Identify each line of the material that contains the word "shorts" and copy those lines in full.
╔══
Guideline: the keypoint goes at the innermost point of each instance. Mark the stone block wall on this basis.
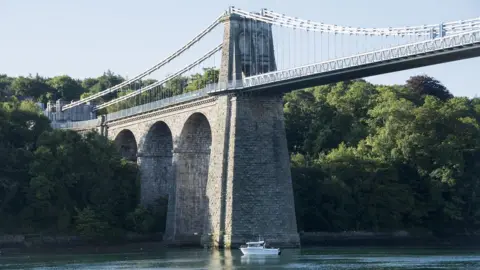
(223, 163)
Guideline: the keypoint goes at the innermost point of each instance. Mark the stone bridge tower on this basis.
(222, 161)
(258, 189)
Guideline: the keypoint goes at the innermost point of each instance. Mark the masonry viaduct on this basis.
(222, 160)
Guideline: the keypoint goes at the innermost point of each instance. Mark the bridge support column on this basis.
(259, 193)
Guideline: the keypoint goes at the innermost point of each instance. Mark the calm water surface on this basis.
(307, 258)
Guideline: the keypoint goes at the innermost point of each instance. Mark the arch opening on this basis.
(192, 157)
(156, 171)
(126, 145)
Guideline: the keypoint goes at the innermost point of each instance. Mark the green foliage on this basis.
(368, 157)
(60, 181)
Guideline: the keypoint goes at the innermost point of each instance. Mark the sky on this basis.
(85, 38)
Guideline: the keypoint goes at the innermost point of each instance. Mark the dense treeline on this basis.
(381, 158)
(42, 89)
(57, 181)
(364, 157)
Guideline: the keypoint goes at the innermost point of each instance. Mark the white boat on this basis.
(258, 248)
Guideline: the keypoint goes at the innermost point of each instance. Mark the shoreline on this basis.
(135, 243)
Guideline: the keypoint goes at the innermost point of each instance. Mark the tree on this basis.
(426, 85)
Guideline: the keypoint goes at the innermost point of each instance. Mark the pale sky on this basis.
(84, 38)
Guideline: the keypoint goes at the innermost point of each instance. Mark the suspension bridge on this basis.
(208, 133)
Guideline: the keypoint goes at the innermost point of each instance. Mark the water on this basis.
(309, 258)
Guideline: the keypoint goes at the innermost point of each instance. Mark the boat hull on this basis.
(260, 251)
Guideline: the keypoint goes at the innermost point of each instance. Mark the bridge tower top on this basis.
(247, 48)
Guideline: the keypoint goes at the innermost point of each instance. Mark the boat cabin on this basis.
(259, 244)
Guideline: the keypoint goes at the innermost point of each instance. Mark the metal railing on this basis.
(87, 124)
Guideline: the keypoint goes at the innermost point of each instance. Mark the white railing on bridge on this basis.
(87, 124)
(355, 61)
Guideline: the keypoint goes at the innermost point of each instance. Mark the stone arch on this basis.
(126, 144)
(155, 163)
(192, 160)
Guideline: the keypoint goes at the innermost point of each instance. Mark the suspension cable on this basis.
(152, 69)
(144, 89)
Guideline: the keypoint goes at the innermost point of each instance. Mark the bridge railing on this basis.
(87, 124)
(162, 103)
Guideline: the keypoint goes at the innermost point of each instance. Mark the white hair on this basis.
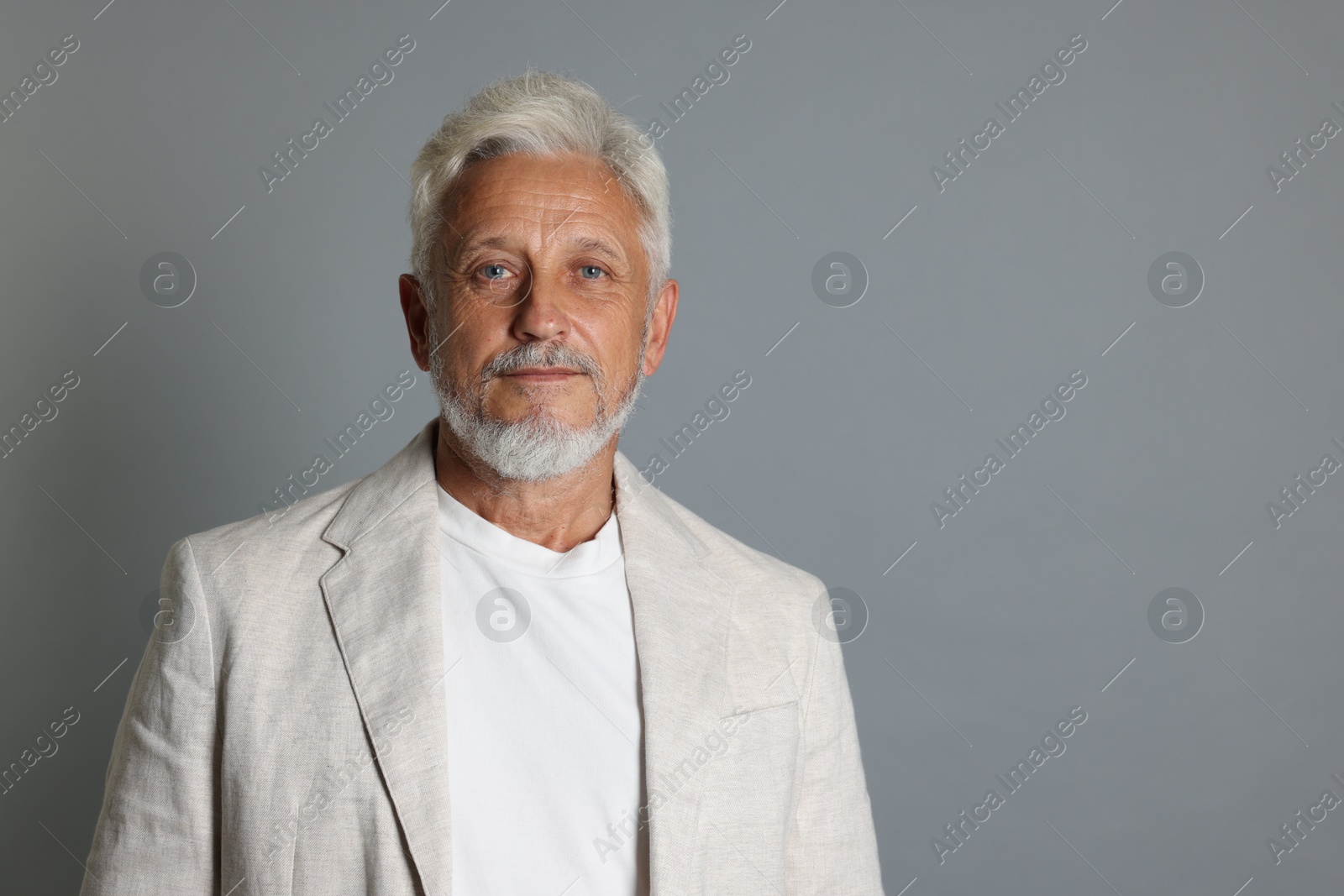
(539, 113)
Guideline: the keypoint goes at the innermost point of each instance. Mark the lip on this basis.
(543, 374)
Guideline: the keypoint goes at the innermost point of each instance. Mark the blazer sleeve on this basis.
(159, 826)
(832, 842)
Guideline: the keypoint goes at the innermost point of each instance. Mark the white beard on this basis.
(539, 446)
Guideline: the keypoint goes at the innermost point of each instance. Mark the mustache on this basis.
(535, 355)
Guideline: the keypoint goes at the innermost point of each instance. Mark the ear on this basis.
(417, 318)
(664, 312)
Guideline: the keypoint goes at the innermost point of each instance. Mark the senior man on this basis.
(501, 663)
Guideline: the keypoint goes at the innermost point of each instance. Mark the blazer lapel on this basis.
(385, 602)
(383, 598)
(682, 610)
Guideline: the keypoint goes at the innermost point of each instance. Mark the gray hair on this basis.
(539, 113)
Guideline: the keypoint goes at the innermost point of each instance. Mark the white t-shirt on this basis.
(544, 725)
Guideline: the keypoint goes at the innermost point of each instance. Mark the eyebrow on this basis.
(586, 244)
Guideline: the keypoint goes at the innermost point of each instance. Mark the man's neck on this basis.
(557, 513)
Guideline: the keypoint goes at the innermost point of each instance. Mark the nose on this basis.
(541, 315)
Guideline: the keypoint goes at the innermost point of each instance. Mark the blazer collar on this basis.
(385, 602)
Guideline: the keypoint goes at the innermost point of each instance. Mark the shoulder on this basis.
(291, 532)
(746, 569)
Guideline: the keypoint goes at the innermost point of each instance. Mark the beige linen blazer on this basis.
(286, 735)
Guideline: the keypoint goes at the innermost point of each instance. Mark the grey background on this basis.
(1028, 266)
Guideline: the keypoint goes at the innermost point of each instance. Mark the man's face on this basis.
(542, 300)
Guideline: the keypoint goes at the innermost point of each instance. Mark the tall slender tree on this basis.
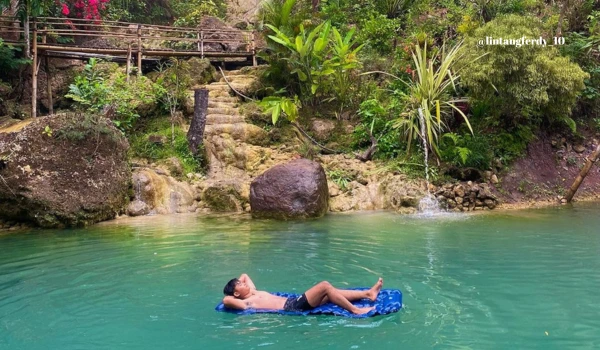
(23, 10)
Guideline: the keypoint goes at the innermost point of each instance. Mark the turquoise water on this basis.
(512, 280)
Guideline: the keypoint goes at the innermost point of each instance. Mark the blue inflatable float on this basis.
(388, 301)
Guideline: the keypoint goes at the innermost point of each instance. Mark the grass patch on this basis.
(143, 147)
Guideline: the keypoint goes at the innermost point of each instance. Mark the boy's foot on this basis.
(363, 310)
(374, 291)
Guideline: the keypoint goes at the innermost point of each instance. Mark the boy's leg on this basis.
(324, 292)
(353, 295)
(321, 290)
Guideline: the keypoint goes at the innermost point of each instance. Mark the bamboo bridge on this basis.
(129, 42)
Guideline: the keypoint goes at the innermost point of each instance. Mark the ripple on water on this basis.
(469, 281)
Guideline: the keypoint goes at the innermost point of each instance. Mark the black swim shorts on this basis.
(297, 304)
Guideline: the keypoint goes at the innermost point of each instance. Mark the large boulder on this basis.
(66, 170)
(297, 189)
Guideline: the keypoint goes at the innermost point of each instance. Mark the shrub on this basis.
(8, 59)
(95, 91)
(376, 118)
(143, 147)
(379, 32)
(524, 85)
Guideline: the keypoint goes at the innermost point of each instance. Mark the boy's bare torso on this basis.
(265, 300)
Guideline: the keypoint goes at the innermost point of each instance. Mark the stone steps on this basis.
(219, 93)
(215, 119)
(223, 110)
(237, 79)
(218, 104)
(243, 132)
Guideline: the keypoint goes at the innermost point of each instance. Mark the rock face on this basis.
(297, 189)
(66, 170)
(160, 194)
(467, 196)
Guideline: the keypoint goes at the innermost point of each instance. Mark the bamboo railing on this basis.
(56, 35)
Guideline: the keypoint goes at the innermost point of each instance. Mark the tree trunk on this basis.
(27, 39)
(582, 174)
(196, 132)
(315, 4)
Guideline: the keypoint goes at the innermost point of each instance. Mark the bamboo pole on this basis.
(254, 63)
(582, 174)
(48, 78)
(34, 71)
(139, 49)
(201, 44)
(128, 67)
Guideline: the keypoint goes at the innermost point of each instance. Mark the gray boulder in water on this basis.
(297, 189)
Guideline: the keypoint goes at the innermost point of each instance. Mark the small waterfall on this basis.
(138, 190)
(428, 205)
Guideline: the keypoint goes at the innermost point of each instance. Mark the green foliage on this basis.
(322, 61)
(523, 85)
(490, 9)
(95, 93)
(340, 177)
(305, 55)
(429, 98)
(142, 147)
(275, 105)
(173, 83)
(375, 118)
(467, 150)
(83, 126)
(189, 13)
(378, 32)
(8, 57)
(47, 131)
(509, 146)
(285, 15)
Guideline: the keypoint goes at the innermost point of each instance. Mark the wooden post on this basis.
(196, 131)
(139, 49)
(34, 71)
(201, 44)
(48, 77)
(254, 49)
(128, 65)
(582, 174)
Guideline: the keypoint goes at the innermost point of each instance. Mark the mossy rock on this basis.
(63, 171)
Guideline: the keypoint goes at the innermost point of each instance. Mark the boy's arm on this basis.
(246, 279)
(234, 303)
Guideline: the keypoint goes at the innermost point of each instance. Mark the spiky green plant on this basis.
(430, 93)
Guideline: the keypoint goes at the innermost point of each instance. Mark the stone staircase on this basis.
(223, 115)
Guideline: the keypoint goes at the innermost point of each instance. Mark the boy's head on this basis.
(230, 287)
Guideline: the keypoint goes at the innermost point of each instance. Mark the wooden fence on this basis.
(51, 36)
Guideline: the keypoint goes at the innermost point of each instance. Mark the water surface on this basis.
(505, 280)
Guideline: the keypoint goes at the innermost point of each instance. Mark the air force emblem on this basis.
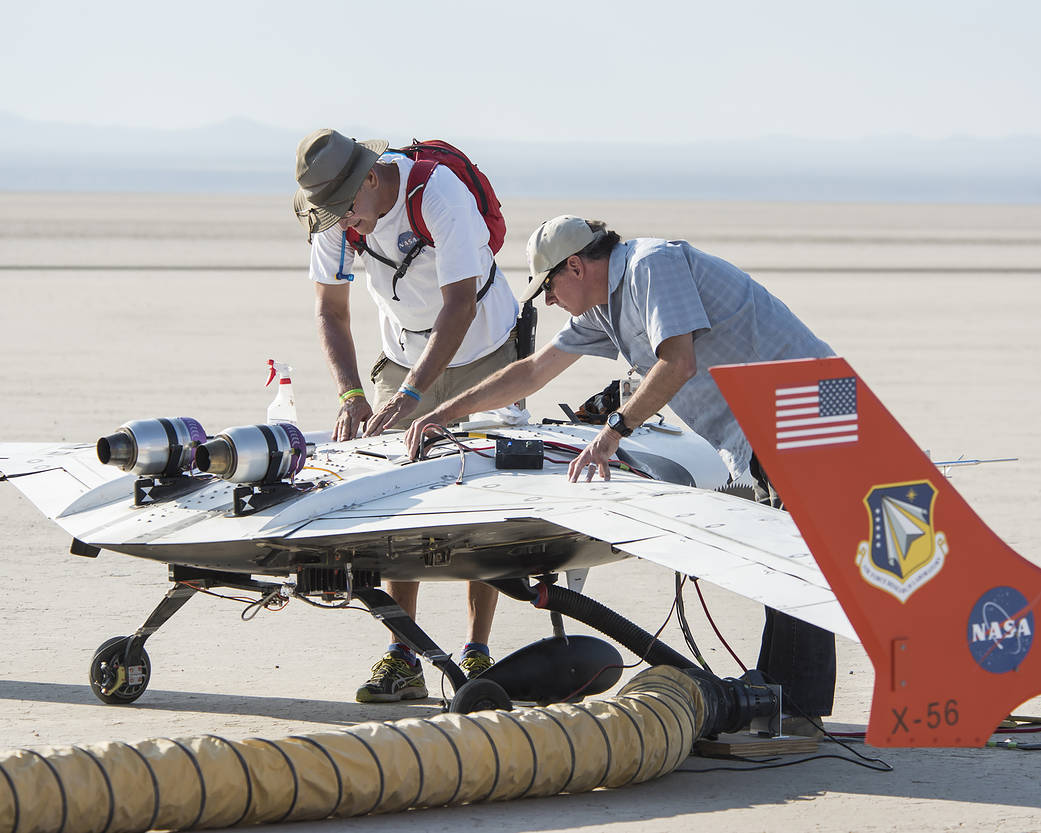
(905, 551)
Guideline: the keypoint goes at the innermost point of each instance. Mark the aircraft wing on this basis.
(428, 522)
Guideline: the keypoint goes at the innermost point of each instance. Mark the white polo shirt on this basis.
(460, 251)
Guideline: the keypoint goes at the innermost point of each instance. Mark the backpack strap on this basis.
(417, 179)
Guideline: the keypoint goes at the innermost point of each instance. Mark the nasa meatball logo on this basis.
(1000, 630)
(406, 241)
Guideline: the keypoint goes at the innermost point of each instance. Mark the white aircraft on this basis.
(271, 509)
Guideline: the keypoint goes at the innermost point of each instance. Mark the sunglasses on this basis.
(548, 280)
(314, 223)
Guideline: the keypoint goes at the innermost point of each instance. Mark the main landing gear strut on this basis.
(560, 667)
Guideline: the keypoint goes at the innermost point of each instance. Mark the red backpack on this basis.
(427, 156)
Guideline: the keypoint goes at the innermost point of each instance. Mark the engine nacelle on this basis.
(155, 448)
(254, 454)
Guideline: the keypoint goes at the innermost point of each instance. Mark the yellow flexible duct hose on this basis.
(643, 732)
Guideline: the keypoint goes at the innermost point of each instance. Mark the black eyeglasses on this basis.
(548, 280)
(314, 222)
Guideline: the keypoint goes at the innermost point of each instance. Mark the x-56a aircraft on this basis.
(944, 608)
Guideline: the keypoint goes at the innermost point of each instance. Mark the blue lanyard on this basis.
(343, 254)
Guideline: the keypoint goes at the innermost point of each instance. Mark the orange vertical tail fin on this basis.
(943, 607)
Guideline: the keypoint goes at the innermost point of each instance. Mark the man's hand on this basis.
(595, 456)
(413, 438)
(351, 419)
(398, 407)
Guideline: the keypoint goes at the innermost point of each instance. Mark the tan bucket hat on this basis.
(330, 170)
(550, 245)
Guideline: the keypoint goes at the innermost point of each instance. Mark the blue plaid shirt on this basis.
(660, 288)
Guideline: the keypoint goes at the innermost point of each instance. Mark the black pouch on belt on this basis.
(526, 330)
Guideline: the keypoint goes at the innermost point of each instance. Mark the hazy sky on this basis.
(534, 70)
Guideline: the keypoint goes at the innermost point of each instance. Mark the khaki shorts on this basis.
(387, 376)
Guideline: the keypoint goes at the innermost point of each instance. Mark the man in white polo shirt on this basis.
(671, 311)
(446, 323)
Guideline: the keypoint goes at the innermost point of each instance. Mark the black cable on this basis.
(867, 763)
(681, 616)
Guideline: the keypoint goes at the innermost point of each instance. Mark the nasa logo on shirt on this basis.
(1000, 630)
(406, 241)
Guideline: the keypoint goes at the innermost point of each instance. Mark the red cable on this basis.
(708, 615)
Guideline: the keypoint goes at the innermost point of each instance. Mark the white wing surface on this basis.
(454, 516)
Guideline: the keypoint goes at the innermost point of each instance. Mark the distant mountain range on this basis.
(238, 155)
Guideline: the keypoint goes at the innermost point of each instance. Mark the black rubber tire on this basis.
(478, 695)
(108, 652)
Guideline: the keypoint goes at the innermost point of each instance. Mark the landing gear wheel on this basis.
(478, 695)
(111, 680)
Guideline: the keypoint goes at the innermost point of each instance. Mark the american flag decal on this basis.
(818, 414)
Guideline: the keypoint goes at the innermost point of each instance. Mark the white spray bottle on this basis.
(283, 406)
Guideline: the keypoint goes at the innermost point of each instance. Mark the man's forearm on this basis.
(674, 369)
(513, 382)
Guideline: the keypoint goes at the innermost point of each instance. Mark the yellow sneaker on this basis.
(394, 678)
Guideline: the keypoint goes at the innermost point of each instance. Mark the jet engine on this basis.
(161, 448)
(254, 454)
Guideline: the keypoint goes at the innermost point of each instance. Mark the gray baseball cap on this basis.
(330, 170)
(550, 245)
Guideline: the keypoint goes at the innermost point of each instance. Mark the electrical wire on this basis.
(877, 764)
(725, 644)
(681, 616)
(624, 666)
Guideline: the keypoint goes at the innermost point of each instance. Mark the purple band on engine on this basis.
(299, 445)
(196, 437)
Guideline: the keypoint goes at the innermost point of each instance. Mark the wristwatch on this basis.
(617, 424)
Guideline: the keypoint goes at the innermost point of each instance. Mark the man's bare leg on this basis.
(481, 600)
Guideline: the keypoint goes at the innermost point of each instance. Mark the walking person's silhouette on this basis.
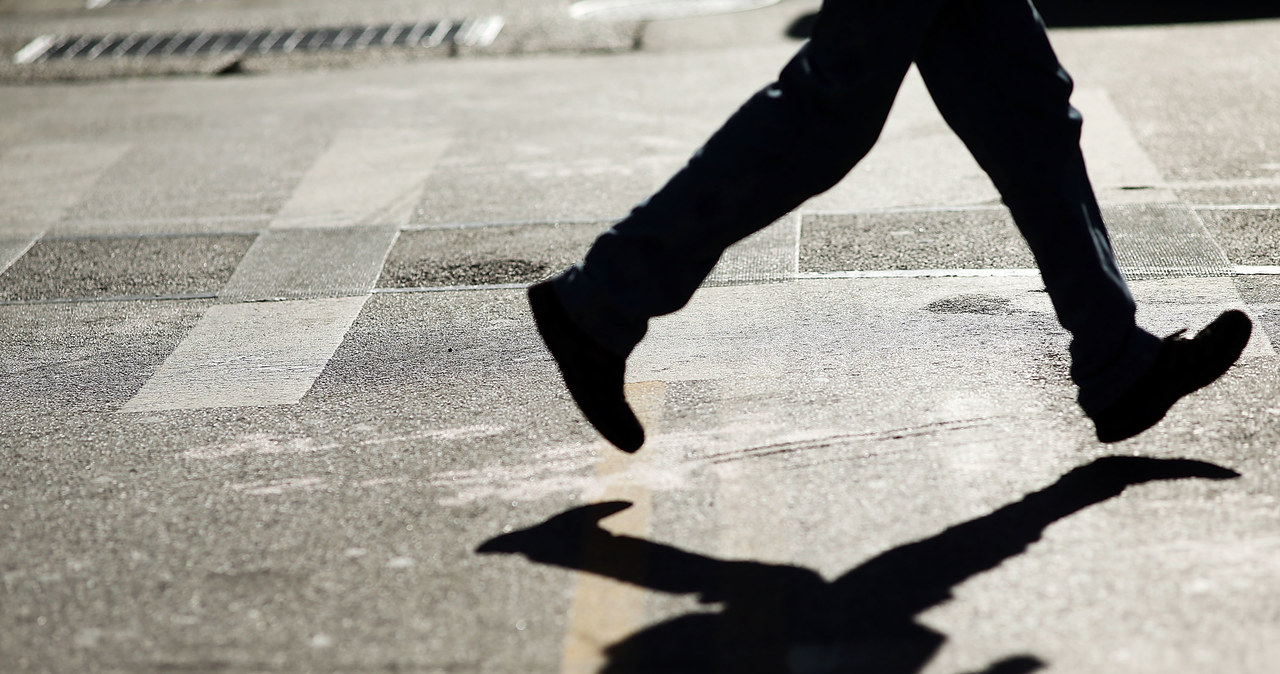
╚══
* _Complete output_:
Guideline: the keypoint goes at the innermost point of each instance. Mark the black swim shorts on this basis.
Guideline: the keypoint goes at the innermost point of each instance. Mark the khaki shorts on this basis.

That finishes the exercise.